→ **Материал для упражнения**
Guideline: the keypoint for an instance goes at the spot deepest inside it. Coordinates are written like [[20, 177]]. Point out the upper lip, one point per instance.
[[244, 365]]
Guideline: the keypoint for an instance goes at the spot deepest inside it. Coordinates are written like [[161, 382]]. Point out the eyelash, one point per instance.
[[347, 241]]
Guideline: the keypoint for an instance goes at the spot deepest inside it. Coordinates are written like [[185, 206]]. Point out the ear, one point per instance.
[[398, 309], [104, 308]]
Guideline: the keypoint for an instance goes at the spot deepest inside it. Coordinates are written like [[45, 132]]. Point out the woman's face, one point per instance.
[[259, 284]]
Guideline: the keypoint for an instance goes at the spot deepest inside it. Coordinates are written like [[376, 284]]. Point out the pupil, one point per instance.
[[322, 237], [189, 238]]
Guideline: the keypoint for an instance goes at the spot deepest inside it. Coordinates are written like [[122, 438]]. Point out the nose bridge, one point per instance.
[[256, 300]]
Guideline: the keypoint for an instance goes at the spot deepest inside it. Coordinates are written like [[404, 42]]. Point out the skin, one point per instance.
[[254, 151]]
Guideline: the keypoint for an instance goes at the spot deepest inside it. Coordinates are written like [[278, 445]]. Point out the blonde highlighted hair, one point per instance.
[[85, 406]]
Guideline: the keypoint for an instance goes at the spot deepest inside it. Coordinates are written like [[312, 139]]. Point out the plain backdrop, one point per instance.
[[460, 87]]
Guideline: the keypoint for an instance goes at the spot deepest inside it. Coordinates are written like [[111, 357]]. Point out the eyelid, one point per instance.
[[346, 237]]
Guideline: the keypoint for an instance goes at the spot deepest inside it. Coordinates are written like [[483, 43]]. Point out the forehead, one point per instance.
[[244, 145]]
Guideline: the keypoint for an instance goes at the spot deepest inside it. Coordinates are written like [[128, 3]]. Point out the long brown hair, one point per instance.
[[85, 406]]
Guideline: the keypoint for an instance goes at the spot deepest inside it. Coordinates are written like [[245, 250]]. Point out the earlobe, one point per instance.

→ **Описание задания**
Перепишите весь материал, переименовав «keypoint» в «anchor point». Всё остальное оставьте без изменений.

→ **Ответ на задание**
Guideline: the anchor point for an instance goes at the spot deepest inside it. Coordinates are written like [[20, 177]]. Point out the upper lip, one point per instance.
[[244, 365]]
Guideline: the anchor point for an instance goes at the spot deepest inside it. Coordinates are written like [[161, 382]]. Point out the eyelash, one point per instance.
[[347, 241]]
Guideline: the anchor point for an instance goes at the spot deepest inside it. Coordinates are written like [[185, 206]]. Point out the ear, one point per instance.
[[398, 309], [104, 308]]
Guideline: the anchor point for an instance goes at the spot deepest inside it. Coordinates are written like [[45, 132]]. Point out the woman's face, one point per instance.
[[259, 284]]
Guideline: the anchor point for an instance goes at the spot deepest inside it. Coordinates are written like [[376, 284]]. Point out the pupil, one point per instance.
[[322, 237], [189, 238]]
Guideline: the anchor point for an instance goes at the spot deepest inside it. Coordinates are written like [[122, 438]]. Point out the nose bridge, one point per instance.
[[256, 300]]
Guideline: the anchor point for an instance goes at the spot deepest inside it. Coordinates are written like [[404, 42]]. Point out the skin, one point per instance.
[[254, 151]]
Guideline: the anchor point for an instance goes at the spot deepest inside it. Coordinates are written like [[278, 445]]. Point out the blonde highlighted hair, one point per instance.
[[85, 406]]
Guideline: the anchor point for an instance goes at the spot deepest inside it. Coordinates are written like [[312, 139]]. Point out the plain backdrop, one point per instance.
[[460, 87]]
Guideline: the anchor point for an instance goes at the spot deepest inside it. Coordinates are written like [[111, 357]]. Point out the eyelid, one point per instance.
[[346, 237]]
Guideline: the anchor point for an instance goes at the spot deepest inside it. Coordinates are written like [[483, 43]]. Point out the forehead, one point per instance.
[[244, 145]]
Guideline: the anchor point for an instance goes at the spot deepest inside it. Coordinates are written like [[128, 3]]. Point out the long brown hair, one point per instance.
[[85, 406]]
Guideline: the anchor point for an instance goes at the spot deepest inside it. Coordinates are written like [[245, 250]]. Point out the earlobe, one point per instance.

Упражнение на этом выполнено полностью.